▶ What to produce:
Treat the line containing "Where can the nose" as the first line and the final line of the material below as the last; reproduce that range exactly.

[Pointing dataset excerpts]
<<<<
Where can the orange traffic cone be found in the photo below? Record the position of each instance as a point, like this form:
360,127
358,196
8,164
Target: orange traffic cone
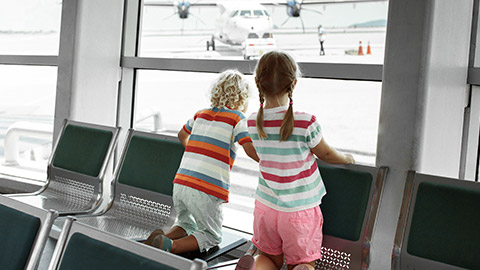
360,49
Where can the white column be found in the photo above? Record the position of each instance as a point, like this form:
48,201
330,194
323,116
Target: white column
423,99
89,61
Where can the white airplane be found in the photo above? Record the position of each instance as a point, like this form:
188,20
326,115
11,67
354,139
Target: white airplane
240,20
246,22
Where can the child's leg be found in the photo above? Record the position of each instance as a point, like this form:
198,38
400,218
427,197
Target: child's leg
185,244
176,232
303,266
266,261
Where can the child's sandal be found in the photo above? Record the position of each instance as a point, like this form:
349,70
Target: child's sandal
246,262
152,236
162,242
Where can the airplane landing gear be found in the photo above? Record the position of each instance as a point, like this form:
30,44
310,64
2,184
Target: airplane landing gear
211,43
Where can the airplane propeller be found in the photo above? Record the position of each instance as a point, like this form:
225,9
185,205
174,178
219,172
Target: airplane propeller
293,10
182,9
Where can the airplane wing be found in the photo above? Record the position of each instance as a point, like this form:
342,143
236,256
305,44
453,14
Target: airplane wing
277,2
316,2
174,3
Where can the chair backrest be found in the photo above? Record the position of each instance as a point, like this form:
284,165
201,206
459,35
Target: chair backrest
143,184
76,169
83,148
439,223
150,162
81,246
349,211
24,231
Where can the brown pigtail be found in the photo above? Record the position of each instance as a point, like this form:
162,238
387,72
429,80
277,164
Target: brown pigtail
261,132
288,121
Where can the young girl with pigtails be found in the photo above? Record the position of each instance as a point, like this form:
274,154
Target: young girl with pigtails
287,217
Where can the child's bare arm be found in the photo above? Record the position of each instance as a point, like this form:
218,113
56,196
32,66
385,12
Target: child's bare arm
183,137
329,154
250,150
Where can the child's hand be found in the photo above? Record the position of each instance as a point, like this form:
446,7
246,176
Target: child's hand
349,158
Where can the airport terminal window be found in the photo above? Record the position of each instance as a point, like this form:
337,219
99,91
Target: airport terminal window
27,104
37,33
347,111
165,33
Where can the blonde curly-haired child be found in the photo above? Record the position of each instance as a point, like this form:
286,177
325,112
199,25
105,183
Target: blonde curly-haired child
202,182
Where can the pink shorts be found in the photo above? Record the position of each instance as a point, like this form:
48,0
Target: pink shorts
298,235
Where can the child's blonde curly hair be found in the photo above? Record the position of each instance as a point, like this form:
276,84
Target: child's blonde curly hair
230,90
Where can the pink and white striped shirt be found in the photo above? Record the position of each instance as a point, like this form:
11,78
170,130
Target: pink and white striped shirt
289,178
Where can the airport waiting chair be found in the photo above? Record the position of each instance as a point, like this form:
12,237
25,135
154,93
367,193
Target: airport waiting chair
143,188
23,233
349,211
439,224
81,246
76,169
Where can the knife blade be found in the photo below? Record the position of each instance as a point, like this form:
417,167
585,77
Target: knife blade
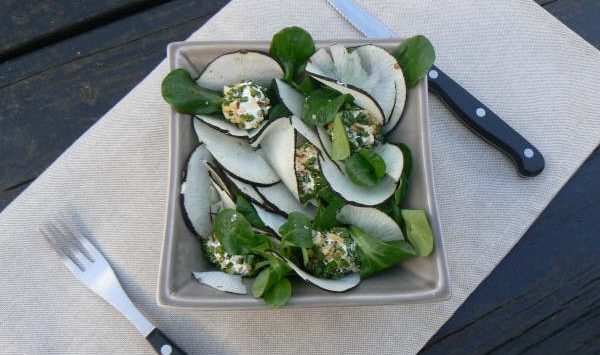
470,111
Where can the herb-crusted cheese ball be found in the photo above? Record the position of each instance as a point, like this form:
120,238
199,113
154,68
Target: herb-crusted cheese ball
308,173
245,104
242,265
333,254
362,129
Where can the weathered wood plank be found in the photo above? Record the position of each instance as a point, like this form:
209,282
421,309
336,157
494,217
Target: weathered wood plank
542,299
545,296
80,88
582,16
28,25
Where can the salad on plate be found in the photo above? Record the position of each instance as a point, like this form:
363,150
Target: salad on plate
294,175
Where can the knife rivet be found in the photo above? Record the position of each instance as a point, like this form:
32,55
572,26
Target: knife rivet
166,349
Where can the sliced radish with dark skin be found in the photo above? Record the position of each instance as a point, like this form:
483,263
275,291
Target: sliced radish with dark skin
234,68
195,193
220,186
291,98
246,190
281,199
256,136
279,148
335,285
369,68
327,144
393,158
371,221
236,156
306,131
383,66
272,220
325,141
361,97
355,194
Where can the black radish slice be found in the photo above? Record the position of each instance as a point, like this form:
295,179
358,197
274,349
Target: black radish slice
280,198
291,98
233,68
335,285
195,193
309,133
394,160
236,156
246,189
355,194
371,221
256,136
225,195
279,150
390,88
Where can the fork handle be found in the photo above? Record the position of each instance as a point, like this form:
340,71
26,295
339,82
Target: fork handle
162,344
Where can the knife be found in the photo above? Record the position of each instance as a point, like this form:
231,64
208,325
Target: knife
472,112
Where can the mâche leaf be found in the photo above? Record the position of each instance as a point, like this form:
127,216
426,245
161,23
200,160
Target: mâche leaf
292,46
418,231
321,106
402,189
376,255
278,295
297,231
415,55
339,140
181,91
365,167
245,208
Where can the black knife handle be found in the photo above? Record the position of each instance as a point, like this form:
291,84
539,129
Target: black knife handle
162,344
486,123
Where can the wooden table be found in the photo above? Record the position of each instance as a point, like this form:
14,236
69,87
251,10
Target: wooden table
62,66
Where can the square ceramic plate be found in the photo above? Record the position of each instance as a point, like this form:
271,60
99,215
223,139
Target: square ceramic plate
416,280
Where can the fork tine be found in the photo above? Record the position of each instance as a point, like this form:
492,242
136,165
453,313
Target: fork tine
80,243
66,258
68,247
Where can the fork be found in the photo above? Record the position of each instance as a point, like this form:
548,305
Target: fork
88,264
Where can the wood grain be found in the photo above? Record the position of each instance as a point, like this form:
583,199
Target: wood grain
49,97
75,61
28,25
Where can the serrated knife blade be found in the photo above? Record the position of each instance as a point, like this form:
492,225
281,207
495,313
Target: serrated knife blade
472,112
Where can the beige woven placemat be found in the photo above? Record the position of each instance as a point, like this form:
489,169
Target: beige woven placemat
529,68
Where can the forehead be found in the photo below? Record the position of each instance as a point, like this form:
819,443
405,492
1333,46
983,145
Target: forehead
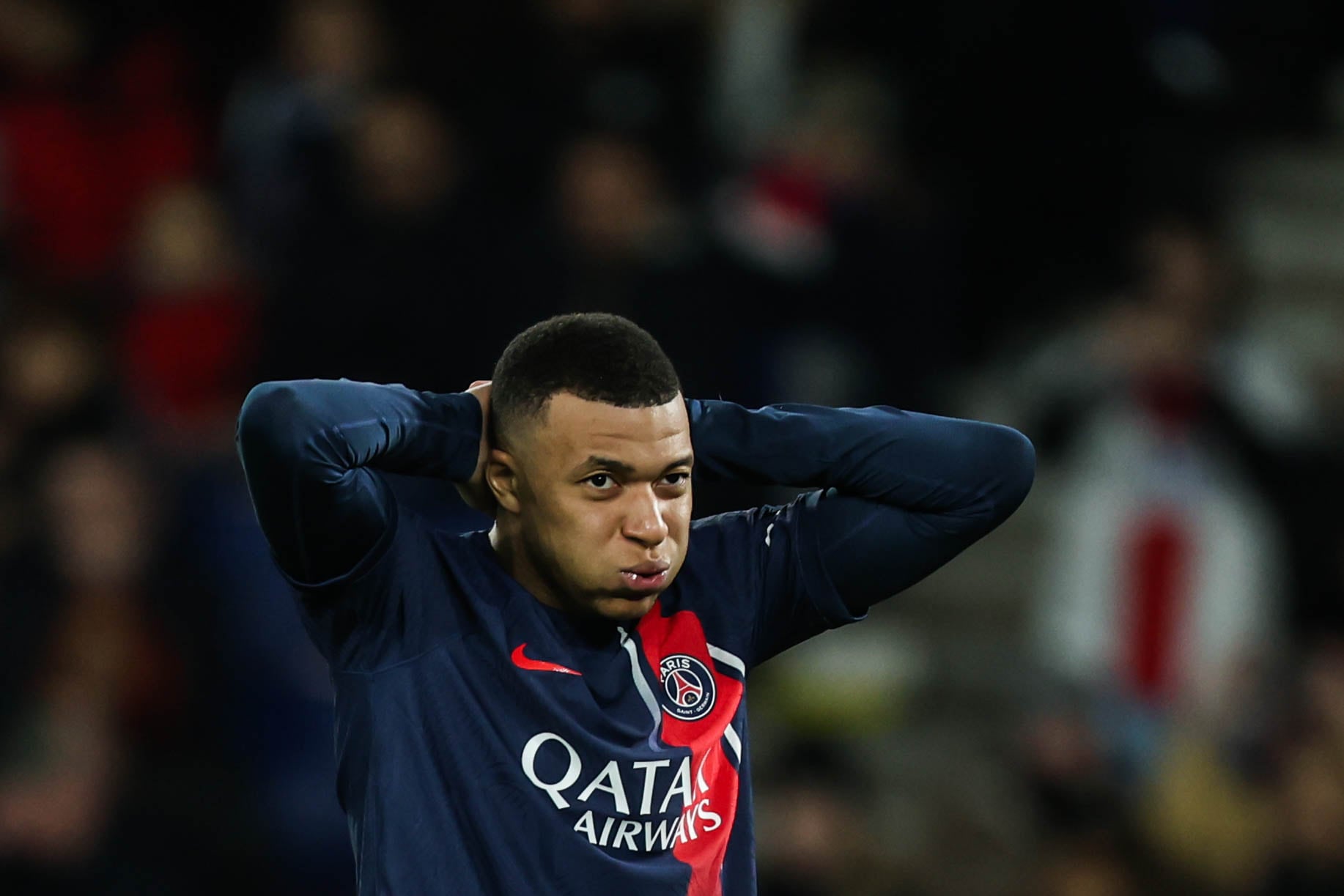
575,429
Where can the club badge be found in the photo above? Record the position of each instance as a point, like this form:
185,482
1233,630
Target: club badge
687,686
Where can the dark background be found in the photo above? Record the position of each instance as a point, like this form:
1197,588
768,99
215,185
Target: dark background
1117,226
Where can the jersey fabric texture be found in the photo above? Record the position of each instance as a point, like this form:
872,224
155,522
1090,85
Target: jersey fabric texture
490,744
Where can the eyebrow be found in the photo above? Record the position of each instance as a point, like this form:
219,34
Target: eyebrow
621,467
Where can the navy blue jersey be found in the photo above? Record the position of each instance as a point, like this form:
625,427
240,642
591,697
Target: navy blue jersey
492,744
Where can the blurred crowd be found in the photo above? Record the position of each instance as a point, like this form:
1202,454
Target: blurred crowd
1005,210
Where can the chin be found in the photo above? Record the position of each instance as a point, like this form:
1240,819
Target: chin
624,609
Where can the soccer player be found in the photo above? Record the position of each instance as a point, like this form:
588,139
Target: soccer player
555,706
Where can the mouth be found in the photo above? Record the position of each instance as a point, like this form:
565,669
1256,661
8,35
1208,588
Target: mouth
647,577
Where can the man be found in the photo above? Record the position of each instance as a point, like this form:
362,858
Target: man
555,706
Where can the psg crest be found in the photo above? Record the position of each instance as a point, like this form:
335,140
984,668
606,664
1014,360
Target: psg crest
687,686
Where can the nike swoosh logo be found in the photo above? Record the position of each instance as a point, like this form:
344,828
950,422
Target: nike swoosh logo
536,665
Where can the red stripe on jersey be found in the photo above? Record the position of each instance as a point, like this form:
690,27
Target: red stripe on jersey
702,849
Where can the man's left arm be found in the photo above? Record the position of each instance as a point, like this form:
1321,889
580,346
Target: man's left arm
899,493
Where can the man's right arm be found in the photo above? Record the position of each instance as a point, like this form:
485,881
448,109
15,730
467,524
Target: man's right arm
312,451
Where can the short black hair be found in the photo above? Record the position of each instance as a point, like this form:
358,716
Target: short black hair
591,355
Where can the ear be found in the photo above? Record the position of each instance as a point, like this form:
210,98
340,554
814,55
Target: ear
503,477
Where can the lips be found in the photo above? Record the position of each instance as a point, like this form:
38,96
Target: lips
647,578
648,569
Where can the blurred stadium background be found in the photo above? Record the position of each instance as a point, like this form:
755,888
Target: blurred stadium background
1116,225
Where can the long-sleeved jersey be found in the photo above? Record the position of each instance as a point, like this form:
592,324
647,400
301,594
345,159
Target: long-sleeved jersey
491,744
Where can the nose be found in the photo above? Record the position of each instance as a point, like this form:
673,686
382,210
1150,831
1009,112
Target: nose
644,520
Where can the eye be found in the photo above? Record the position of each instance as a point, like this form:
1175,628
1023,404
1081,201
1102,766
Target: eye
601,481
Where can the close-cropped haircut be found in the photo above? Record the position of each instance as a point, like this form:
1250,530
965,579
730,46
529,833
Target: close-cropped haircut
594,356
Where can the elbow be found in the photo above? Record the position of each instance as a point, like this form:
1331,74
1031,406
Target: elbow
>>>>
▶ Solution for this exercise:
Where can the nose be found in the photo above? Record the position of each instance as a point, like this form:
673,686
382,210
1150,831
1009,112
Target: nose
644,520
Where can the eye be found in the photo above? Record the position of each instance as a point, like this form:
1175,628
1023,404
1081,201
1102,766
Target: eye
601,481
Where can the close-cropped haircut be found in the photo above? Record the position of each instance as a point, like this form:
1250,530
965,579
730,46
529,833
Target: close-cropped haircut
594,356
Where can the elbow be found in the photo above? Record the position of each instance as a point, like this form:
1331,74
1031,406
Target: elbow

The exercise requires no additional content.